**Exercise directions**.
Restate word for word the run of lines that begins at the one containing "Target: brick paving" and ends at the last line of the listing.

**Data extracts**.
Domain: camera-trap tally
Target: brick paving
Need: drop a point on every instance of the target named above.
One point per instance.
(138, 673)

**Worked solution**.
Target: brick paving
Need: drop a point on every instance of the target named above.
One point per instance.
(138, 673)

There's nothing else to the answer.